◆ OBJECTIVES ◆
**A.** In the help text on searching the Papyrological Navigator, which character indicates a word boundary in a substring search?
**B.** Repeat the stretch of the Papyrological Navigator help text from "- Phrase Unlike" through "of each other.".

◆ TEXT SHOWN ◆
┌──

The Papyrological Navigator (PN) allows both simple and complex string-searching across the entire corpus of documents in the database.
Simply entering characters into the search box at the top of the column and clicking 'Search' will return all documents containing that sequence of characters anywhere in their text.
Many more complex kinds of search are also possible, however.
Kinds of search
- Substring As noted above, this is the default. To narrow search results, the '#' character can be used to indicate a word-boundary. For example, searching for the substring 'και' will return all documents containing that sequence of characters (the word 'καί', in 'καῖσαρ' or ᾽καιρός', etc.). Searching for '#και#', however, will return only documents containing the word 'καί'.
- Phrase Unlike substring searching, phrase searching operates on complete words. It is indicated using quotation marks, whether single or double. For instance, searching for '"και ουκ"' will return only documents that contain that exact phrase.
- Proximity While phrase searching is useful for finding words immediately adjacent to each other, it is also possible to specify a maximum distance between two words - for instance, to search for all documents that contain the words 'καί' and 'οὐ' within 10 words or characters of each other.
- Regular Expression Regular expressions are a powerful means by which any possible text configuration can be sought: for instance, "the substring και, followed immediately by any string of characters other than σαρ, followed immediately by a word beginning with τ and containing either an ε or an η'. Regular expressions are necessarily a complex topic, although an understanding even only of the basics can extend the power of your searches considerably; a good tutorial can be found at http://www.regular-expressions.info/
The buttons beneath the text search box all relate to different aspects of these kinds of search.
- AND, OR, NOT These are the standard boolean search operators, and behave as you would expect. Note, however, the distinction between NOT and START-NOT/END-NOT, as described below.
- THEN, NEAR These are used for proximity searching. THEN means that the second term must follow the first term within the specified range of words or characters; NEAR, that it may occur either before or after the first term within that range.

└──

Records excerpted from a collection
┌──

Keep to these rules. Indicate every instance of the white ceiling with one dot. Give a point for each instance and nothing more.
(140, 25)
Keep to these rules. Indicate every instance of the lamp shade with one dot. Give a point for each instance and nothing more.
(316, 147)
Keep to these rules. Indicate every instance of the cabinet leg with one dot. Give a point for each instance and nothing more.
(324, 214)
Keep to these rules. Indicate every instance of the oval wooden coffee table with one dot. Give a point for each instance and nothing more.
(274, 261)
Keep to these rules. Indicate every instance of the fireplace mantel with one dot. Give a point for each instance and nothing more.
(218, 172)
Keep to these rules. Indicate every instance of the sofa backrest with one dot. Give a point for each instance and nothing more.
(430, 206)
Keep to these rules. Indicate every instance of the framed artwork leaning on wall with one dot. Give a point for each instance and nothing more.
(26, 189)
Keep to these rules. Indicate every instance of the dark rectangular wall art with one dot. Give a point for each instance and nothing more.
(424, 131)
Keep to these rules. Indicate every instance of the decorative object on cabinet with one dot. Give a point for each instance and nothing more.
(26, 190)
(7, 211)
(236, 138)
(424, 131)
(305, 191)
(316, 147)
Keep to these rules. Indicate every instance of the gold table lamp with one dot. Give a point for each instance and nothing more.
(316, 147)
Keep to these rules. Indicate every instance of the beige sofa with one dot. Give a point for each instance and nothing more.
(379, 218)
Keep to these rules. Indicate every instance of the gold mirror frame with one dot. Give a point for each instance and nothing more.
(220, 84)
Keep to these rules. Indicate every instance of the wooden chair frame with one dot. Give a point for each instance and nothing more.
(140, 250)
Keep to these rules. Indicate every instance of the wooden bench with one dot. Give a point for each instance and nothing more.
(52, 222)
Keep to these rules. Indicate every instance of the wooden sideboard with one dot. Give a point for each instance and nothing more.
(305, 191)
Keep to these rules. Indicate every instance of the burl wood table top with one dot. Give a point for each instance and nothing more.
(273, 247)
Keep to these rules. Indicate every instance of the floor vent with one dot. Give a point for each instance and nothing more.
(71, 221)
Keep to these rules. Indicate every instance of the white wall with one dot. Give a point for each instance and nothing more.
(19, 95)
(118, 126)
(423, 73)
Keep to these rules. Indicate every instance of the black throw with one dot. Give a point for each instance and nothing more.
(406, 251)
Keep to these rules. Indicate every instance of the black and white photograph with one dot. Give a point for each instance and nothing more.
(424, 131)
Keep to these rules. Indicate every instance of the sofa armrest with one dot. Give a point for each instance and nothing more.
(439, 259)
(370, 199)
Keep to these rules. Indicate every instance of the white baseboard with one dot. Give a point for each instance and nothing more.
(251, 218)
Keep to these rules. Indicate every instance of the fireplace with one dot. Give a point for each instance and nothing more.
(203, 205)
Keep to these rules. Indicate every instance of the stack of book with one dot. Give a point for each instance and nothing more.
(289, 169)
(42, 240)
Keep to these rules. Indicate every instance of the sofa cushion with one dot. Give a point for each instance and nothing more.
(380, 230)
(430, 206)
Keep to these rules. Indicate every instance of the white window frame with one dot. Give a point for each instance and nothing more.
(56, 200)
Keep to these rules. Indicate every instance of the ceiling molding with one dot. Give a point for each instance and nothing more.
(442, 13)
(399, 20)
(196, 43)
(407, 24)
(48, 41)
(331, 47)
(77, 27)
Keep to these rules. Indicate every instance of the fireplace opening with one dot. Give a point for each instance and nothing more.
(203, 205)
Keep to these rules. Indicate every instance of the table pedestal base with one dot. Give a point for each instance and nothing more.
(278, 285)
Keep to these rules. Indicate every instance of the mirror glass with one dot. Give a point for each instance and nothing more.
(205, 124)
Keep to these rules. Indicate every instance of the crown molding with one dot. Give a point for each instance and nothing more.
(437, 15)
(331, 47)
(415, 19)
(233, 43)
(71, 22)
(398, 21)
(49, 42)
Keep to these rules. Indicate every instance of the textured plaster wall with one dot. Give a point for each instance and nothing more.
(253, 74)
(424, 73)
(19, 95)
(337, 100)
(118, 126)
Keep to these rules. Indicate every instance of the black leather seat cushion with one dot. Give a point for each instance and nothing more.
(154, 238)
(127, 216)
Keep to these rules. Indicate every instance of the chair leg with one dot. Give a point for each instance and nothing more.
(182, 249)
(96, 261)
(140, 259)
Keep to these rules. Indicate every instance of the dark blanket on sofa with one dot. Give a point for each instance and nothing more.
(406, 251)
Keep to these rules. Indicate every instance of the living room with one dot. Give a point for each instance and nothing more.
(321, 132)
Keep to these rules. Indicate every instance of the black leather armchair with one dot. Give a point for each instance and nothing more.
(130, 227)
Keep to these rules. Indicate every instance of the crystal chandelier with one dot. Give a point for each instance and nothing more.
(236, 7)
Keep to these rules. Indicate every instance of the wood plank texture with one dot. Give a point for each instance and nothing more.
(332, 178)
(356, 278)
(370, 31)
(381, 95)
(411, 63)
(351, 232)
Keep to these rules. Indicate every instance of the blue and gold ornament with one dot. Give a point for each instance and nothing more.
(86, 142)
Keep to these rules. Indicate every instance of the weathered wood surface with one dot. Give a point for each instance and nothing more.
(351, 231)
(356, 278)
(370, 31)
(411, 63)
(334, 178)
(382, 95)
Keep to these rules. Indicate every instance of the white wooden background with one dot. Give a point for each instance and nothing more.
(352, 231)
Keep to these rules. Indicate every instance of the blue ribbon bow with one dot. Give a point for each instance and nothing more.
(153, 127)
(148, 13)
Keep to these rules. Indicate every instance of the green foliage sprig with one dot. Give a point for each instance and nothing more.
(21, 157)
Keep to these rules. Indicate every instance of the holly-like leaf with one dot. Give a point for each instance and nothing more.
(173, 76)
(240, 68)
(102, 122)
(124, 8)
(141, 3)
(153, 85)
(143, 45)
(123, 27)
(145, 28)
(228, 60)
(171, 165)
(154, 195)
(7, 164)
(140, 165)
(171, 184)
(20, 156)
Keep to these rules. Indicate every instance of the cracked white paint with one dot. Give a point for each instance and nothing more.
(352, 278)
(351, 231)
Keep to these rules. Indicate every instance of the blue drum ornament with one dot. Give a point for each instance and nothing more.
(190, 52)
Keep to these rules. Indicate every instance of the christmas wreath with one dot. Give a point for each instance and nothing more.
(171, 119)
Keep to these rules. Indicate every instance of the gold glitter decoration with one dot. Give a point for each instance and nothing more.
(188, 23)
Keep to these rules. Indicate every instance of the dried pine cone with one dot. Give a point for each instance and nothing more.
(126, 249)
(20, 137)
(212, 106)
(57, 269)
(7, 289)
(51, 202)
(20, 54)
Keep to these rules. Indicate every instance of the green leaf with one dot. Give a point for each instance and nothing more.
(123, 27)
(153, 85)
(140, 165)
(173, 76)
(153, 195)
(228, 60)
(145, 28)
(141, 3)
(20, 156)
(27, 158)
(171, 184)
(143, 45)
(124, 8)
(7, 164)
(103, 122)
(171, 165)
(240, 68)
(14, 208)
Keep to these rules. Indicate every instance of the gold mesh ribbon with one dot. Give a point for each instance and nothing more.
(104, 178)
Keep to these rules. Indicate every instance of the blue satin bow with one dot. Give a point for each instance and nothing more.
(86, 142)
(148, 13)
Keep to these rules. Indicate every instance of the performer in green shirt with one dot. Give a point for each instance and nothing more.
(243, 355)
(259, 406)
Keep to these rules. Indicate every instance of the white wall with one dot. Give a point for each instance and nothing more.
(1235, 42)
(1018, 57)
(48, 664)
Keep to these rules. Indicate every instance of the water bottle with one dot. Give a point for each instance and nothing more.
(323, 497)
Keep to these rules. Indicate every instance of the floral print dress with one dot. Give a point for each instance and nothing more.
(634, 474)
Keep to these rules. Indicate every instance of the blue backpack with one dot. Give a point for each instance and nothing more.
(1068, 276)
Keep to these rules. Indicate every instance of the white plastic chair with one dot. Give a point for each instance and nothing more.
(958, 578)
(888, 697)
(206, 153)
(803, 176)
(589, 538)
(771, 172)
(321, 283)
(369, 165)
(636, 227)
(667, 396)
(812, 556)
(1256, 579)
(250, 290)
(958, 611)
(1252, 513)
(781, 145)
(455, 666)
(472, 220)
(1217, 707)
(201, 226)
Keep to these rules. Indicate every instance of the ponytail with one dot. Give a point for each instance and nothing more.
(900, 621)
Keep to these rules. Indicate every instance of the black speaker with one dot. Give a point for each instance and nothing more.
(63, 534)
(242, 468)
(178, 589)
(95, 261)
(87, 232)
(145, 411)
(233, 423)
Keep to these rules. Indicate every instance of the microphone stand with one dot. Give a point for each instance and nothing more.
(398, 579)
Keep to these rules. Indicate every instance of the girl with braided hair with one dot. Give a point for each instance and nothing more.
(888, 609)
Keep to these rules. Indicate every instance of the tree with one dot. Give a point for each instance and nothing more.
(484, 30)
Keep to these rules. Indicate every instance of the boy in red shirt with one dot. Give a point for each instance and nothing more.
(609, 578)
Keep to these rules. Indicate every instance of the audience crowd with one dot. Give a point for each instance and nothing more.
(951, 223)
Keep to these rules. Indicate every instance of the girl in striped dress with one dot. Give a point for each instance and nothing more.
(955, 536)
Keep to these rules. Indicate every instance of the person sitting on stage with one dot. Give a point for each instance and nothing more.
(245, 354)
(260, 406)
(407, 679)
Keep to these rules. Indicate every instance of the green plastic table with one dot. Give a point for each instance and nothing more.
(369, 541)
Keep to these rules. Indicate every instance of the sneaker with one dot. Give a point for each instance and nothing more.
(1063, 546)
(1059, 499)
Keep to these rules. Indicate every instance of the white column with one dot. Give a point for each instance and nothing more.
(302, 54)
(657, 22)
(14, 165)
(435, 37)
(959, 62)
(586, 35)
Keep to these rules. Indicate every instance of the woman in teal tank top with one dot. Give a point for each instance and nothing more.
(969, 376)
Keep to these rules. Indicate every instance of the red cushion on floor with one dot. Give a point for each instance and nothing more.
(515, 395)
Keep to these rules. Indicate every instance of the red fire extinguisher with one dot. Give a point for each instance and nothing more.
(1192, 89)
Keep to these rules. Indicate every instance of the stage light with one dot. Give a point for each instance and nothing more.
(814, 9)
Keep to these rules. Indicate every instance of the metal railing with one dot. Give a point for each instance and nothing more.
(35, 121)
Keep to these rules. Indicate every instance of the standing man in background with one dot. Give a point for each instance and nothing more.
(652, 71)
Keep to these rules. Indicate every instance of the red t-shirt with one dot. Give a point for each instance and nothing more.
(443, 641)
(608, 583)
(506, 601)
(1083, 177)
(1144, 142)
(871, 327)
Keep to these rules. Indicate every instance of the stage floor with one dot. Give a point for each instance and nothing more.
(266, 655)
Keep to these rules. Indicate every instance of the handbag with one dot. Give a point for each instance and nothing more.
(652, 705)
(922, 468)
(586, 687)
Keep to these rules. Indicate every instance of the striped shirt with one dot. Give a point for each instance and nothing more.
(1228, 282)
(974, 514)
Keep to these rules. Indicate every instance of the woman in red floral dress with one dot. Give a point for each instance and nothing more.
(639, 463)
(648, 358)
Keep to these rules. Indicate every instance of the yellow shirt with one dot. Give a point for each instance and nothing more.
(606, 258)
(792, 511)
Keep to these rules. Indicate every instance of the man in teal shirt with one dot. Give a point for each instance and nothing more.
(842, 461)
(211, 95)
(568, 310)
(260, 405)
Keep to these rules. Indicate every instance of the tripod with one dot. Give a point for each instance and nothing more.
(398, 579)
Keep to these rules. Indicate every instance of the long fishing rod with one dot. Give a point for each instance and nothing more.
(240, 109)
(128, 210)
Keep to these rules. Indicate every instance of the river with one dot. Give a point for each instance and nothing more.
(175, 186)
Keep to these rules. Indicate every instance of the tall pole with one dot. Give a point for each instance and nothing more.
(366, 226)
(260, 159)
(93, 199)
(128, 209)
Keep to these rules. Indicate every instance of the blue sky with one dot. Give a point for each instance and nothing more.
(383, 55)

└──

◆ EXPECTED RESPONSES ◆
**A.** The '#' character.

**B.**
- Phrase Unlike substring searching, phrase searching operates on complete words. It is indicated using quotation marks, whether single or double. For instance, searching for '"και ουκ"' will return only documents that contain that exact phrase.
- Proximity While phrase searching is useful for finding words immediately adjacent to each other, it is also possible to specify a maximum distance between two words - for instance, to search for all documents that contain the words 'καί' and 'οὐ' within 10 words or characters of each other.